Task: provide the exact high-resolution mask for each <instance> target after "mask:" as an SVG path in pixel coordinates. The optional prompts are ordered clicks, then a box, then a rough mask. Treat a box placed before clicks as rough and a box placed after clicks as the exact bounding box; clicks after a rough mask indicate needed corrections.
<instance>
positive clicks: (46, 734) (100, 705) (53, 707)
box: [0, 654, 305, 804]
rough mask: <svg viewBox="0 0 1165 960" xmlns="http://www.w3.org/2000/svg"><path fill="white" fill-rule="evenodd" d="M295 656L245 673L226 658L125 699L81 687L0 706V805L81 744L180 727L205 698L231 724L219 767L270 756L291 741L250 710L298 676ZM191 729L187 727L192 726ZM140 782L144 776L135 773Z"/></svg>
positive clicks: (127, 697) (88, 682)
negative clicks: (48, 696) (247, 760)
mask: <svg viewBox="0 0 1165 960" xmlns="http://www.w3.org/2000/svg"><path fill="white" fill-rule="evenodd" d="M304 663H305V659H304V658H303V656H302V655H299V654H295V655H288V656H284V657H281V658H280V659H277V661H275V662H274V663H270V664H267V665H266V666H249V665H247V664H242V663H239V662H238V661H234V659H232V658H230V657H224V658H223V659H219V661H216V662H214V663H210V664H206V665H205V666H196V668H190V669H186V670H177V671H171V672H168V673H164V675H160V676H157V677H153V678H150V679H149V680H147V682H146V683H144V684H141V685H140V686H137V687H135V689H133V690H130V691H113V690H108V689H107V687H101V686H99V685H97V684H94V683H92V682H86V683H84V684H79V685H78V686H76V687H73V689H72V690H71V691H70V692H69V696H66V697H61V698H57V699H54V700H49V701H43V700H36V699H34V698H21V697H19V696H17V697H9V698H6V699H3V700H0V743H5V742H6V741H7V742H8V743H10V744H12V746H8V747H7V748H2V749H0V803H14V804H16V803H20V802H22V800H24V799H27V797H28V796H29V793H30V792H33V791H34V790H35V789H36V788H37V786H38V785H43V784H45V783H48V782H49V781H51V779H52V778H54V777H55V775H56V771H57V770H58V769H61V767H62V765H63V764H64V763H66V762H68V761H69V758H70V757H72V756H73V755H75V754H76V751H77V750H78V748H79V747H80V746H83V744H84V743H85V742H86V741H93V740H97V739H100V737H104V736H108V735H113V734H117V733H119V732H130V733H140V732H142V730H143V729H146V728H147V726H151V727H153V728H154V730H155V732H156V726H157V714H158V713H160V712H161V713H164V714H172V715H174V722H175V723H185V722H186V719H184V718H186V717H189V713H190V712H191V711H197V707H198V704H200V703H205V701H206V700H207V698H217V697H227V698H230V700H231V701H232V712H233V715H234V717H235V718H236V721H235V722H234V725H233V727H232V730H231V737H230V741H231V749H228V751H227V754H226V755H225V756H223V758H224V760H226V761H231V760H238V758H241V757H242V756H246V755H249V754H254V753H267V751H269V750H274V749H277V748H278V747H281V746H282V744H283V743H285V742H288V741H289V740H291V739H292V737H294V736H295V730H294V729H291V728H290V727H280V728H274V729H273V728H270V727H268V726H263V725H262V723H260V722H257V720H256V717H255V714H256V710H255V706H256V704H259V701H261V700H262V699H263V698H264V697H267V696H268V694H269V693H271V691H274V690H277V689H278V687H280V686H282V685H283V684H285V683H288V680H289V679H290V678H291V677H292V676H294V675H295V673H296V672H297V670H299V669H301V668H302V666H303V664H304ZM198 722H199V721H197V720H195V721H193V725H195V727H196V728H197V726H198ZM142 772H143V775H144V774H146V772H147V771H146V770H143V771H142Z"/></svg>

########################################

Format the listing lines starting at the one containing "rough mask: <svg" and ending at the one containing "positive clicks: (127, 697) (88, 682)", both included, as a numbered list with blank lines omitted.

1. rough mask: <svg viewBox="0 0 1165 960" xmlns="http://www.w3.org/2000/svg"><path fill="white" fill-rule="evenodd" d="M295 656L245 673L226 658L125 699L81 687L0 706V805L81 744L180 727L205 698L231 724L219 767L270 756L291 741L250 710L298 676ZM191 729L187 727L192 726ZM140 782L144 776L135 773Z"/></svg>
2. positive clicks: (127, 697) (88, 682)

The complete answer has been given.